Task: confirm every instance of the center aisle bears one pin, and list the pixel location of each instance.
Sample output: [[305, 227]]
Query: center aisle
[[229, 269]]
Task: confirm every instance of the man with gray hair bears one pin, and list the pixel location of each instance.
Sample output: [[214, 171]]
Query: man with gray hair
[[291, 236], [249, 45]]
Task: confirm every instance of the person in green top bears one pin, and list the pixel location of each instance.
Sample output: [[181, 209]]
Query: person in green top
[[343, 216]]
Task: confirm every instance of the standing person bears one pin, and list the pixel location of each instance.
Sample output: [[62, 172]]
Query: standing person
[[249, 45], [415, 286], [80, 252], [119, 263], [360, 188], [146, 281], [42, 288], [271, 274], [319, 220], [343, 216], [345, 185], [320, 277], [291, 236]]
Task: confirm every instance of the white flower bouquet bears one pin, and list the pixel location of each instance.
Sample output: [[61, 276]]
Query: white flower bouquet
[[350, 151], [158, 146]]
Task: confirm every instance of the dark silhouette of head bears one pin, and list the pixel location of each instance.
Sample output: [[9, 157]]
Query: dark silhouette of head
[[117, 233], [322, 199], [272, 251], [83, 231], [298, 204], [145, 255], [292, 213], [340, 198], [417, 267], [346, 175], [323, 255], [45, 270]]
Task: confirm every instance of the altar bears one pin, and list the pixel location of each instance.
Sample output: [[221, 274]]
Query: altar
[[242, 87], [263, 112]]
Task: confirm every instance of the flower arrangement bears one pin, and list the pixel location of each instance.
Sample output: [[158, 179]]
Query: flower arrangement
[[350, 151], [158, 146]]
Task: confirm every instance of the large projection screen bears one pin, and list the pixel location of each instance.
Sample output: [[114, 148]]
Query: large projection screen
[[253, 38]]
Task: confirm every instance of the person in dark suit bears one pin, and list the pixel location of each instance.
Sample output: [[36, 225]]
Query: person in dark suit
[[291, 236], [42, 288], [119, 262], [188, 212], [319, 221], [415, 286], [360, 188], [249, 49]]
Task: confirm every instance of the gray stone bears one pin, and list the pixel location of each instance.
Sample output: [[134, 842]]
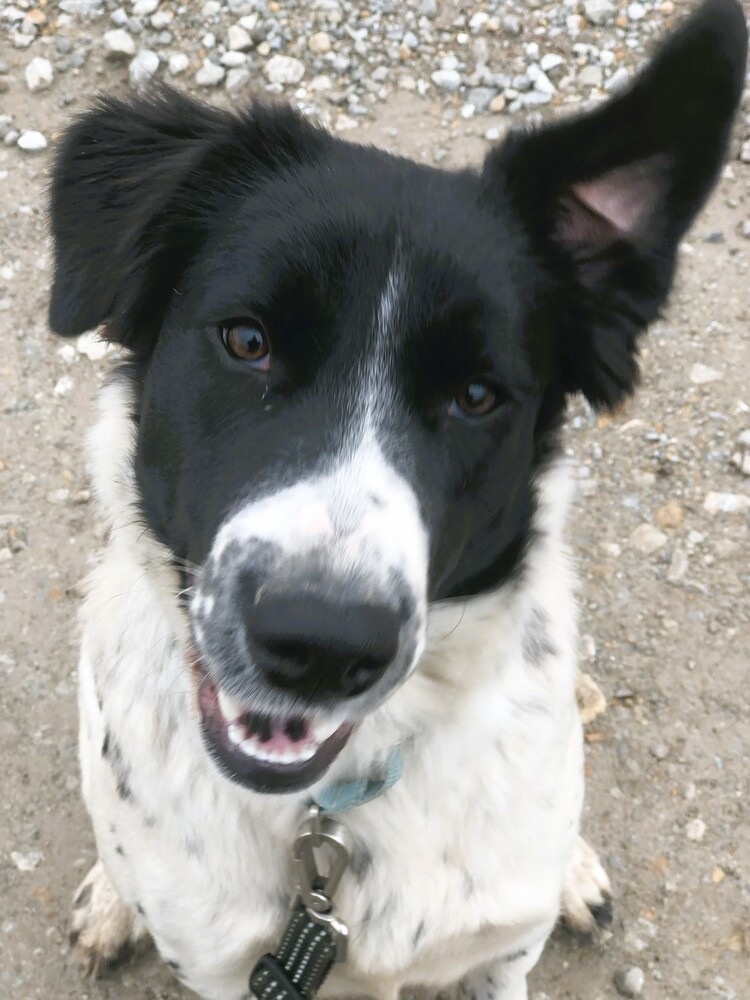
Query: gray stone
[[480, 97], [591, 76], [446, 79], [319, 43], [237, 80], [210, 74], [239, 39], [178, 63], [647, 539]]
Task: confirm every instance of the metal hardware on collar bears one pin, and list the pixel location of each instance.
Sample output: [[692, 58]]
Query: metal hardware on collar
[[314, 938]]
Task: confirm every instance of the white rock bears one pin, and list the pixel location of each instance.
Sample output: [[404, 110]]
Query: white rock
[[322, 82], [162, 19], [620, 78], [119, 44], [702, 374], [63, 386], [447, 79], [178, 63], [591, 76], [39, 74], [542, 83], [344, 123], [630, 982], [233, 60], [551, 61], [92, 346], [284, 70], [319, 43], [143, 67], [238, 39], [210, 74], [647, 539], [237, 80], [599, 11], [26, 862], [31, 141], [726, 503]]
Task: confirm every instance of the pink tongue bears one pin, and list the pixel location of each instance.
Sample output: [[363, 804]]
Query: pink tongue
[[278, 732]]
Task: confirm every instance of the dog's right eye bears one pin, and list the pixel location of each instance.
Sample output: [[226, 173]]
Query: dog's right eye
[[247, 341]]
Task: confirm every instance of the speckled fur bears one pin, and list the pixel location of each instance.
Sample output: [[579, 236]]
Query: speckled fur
[[459, 869]]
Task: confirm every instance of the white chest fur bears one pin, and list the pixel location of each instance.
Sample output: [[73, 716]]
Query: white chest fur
[[462, 861]]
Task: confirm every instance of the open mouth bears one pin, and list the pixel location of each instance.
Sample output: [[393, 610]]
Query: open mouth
[[267, 753]]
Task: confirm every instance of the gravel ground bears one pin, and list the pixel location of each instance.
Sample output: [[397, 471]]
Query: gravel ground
[[661, 523]]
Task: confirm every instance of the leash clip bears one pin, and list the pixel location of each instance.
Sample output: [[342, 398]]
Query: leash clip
[[321, 852]]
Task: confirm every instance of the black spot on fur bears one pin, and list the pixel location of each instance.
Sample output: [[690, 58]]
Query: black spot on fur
[[536, 641], [84, 895], [112, 753], [515, 955]]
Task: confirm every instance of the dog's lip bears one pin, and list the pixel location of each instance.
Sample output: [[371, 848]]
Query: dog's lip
[[251, 772]]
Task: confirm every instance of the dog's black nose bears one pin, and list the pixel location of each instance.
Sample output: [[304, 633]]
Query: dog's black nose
[[320, 649]]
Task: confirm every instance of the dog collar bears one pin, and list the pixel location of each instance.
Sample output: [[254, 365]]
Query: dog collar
[[341, 796], [315, 938]]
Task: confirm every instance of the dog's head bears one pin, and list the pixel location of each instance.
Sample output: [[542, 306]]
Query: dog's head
[[349, 368]]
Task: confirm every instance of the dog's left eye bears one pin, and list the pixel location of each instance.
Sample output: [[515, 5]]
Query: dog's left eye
[[245, 340]]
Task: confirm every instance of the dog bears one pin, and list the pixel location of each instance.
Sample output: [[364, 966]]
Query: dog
[[331, 468]]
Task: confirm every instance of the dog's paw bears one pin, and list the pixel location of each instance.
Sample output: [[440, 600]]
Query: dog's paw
[[103, 930], [587, 894]]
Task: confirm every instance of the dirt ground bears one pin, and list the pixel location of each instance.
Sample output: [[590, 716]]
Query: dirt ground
[[668, 633]]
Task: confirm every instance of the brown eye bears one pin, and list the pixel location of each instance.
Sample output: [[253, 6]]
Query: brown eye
[[247, 342], [474, 400]]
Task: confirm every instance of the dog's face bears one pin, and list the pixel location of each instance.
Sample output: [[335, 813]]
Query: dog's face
[[350, 368]]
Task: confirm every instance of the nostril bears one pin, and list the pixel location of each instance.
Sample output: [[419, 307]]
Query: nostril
[[321, 649]]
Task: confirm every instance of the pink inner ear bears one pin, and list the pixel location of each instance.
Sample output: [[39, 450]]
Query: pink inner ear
[[613, 206]]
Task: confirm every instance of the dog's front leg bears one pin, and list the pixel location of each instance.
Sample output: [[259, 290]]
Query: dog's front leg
[[503, 979]]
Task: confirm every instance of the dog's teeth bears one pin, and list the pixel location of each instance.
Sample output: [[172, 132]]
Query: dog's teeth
[[236, 733], [320, 731], [230, 708]]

------------------------

▶ **Work request**:
Whatever the records hold apart from pictures should be repeated exactly.

▶ **Output**:
Task: confirm every instance of the center aisle bears one pin, and list the pixel location of each instance.
Sample output: [[305, 227]]
Query: center aisle
[[229, 269]]
Task: confirm every instance of the man with gray hair bears one pin, and list the pixel location of each instance.
Sample output: [[214, 171]]
Query: man with gray hair
[[291, 236], [249, 45]]
Task: confirm every instance of the person in green top bears one pin, and list the pixel location of each instance.
Sample output: [[181, 209]]
Query: person in green top
[[343, 216]]
Task: confirm every instance of the standing person bears one pin, and list the pixel location of each instance.
Sample output: [[62, 172]]
Query: standing person
[[249, 45], [415, 286], [80, 252], [119, 263], [360, 188], [146, 281], [42, 288], [271, 274], [319, 220], [343, 216], [345, 185], [320, 277], [291, 236]]
Task: confirm every instance of the white flower bouquet bears one pin, and list the pixel location of each instance.
Sample output: [[61, 276]]
Query: white flower bouquet
[[350, 151], [158, 146]]
Task: confirm every instance of the dark silhouette of head bears one pin, and list the pixel location of each instance.
Sample output: [[9, 157]]
Query: dark silhouette of head
[[117, 233], [322, 199], [272, 251], [83, 231], [298, 204], [145, 255], [292, 213], [340, 198], [417, 267], [346, 175], [323, 255], [45, 270]]
Task: confirm every instance of the altar bears one pin, and list the pixel location of each instance.
Sample output: [[221, 274]]
Query: altar
[[242, 87], [263, 112]]
Task: confirm every instance of the flower arrangement bears one pin, and list the pixel location of each instance.
Sample output: [[158, 179]]
Query: flower arrangement
[[350, 151], [158, 146]]
Task: confirm every instance of the large projection screen bears one pin, and list the pixel location of each instance.
Sample output: [[114, 148]]
Query: large projection screen
[[253, 38]]
Task: confirm every instance of the person in dark suit bears one pin, and list the pixel location of each instance.
Sample output: [[36, 225]]
Query: person in dark suit
[[291, 236], [42, 288], [119, 262], [188, 212], [319, 221], [415, 286], [360, 188], [249, 49]]
Task: confirm every instance of the gray stone bears one pin, and list the pixel location of each instance.
Sample output: [[134, 842]]
Query: gray stone
[[480, 97], [591, 76], [446, 79], [319, 43], [237, 80], [210, 74], [239, 39], [178, 63], [647, 539]]
Task: confirm every instance of the metal hardware on collar bears one pin, and list the pixel location of each instance.
Sample output: [[692, 58]]
Query: metal hardware on collar
[[314, 938]]
Task: confirm every instance of the white rock bears one pin, and list the pixel location of each instance.
Sample output: [[404, 110]]
Query: white rock
[[322, 82], [162, 19], [620, 78], [119, 44], [702, 374], [63, 386], [447, 79], [178, 63], [591, 76], [39, 74], [542, 83], [344, 123], [630, 982], [233, 60], [551, 61], [92, 346], [284, 70], [319, 43], [143, 67], [238, 39], [210, 74], [647, 539], [237, 80], [599, 11], [26, 862], [31, 141], [726, 503]]
Task: confirm every instance of the pink tongue bears one pin, and list the pixel location of each instance.
Sample output: [[363, 804]]
Query: pink tongue
[[278, 732]]
Task: confirm every instance of the dog's right eye bears one pin, and list the pixel location of each instance.
Sample output: [[226, 173]]
Query: dog's right eye
[[247, 341]]
Task: confirm every instance of the speckled fur bears one pin, and list the pixel location of each instance.
Sample output: [[579, 236]]
Query: speckled fur
[[459, 869]]
Task: confirm every instance of the white chest fur bears one pin, and list the pixel location of each instance.
Sample output: [[73, 716]]
Query: white chest fur
[[462, 861]]
Task: confirm every instance of the open mouth bears one pin, and list the pixel location of each instance.
Sample output: [[393, 610]]
Query: open mouth
[[267, 753]]
Task: confirm every instance of the gravel ground bears one pin, and list the pixel location of each instance.
Sample output: [[397, 471]]
Query: gravel ground
[[661, 523]]
Task: confirm every instance of the leash clip bears one pin, and list the pixel location of each instance.
Sample output: [[342, 398]]
Query: leash clip
[[321, 852]]
Task: confirm every instance of the black spot on fur bears one pin, and list the pixel location of each instance.
Sample output: [[690, 58]]
Query: black spot on fur
[[536, 641], [84, 895], [112, 753], [515, 955]]
Task: confirm every instance of the dog's lip bears one pin, and list the pixel location of each instance.
Sample output: [[371, 848]]
Query: dog's lip
[[251, 772]]
Task: confirm every instance of the dog's black nose bears one pin, and list the pixel location of each instance.
Sample output: [[304, 633]]
Query: dog's black nose
[[320, 649]]
Task: confirm every instance of the dog collar bears one pin, and list the pixel location of each instance.
Sample output: [[254, 365]]
Query: dog collar
[[341, 796], [315, 938]]
Task: confirm every instance of the dog's head bears one pin, and list the pixel location of each instance.
Sample output: [[542, 306]]
Query: dog's head
[[349, 368]]
Task: confirm every instance of the dog's left eye bears one pin, and list the pixel location of each instance.
Sample output: [[515, 5]]
Query: dog's left eye
[[245, 340]]
Task: confirm every instance of the dog bears one pin, and list the pixel location of each instance.
Sample output: [[364, 966]]
Query: dog
[[331, 468]]
Task: confirm every instance of the dog's paw bears one pin, and list the pixel location of each instance.
Sample output: [[440, 600]]
Query: dog's paw
[[103, 930], [587, 894]]
Task: confirm every instance of the dirt ground bears one pin, and list the pixel location of each instance.
Sample output: [[590, 716]]
Query: dirt ground
[[668, 633]]
Task: confirm every instance of the brown eye bears one pin, and list the pixel location of each instance.
Sample output: [[253, 6]]
Query: brown eye
[[247, 342], [474, 400]]
Task: confirm every instance of the dog's face bears one pin, and list the pixel location of each instance.
Sample output: [[335, 813]]
Query: dog's face
[[350, 368]]
Task: confirm every instance of the nostril bears one pin, and list the pixel location of each instance.
Sample output: [[419, 307]]
Query: nostril
[[321, 649]]
Task: confirm every instance of the pink inner ear bears one pin, and list the pixel location of each instance.
Sample output: [[39, 450]]
Query: pink inner ear
[[613, 206]]
Task: confirm every instance of the dog's front leg bears one pin, and list the pixel location of each instance.
Sample output: [[259, 290]]
Query: dog's front leg
[[503, 979]]
Task: confirm every instance of the dog's teeth bears one pin, and list the pixel location of each instance.
Sample output: [[172, 132]]
Query: dog's teeth
[[236, 733], [320, 731], [230, 708]]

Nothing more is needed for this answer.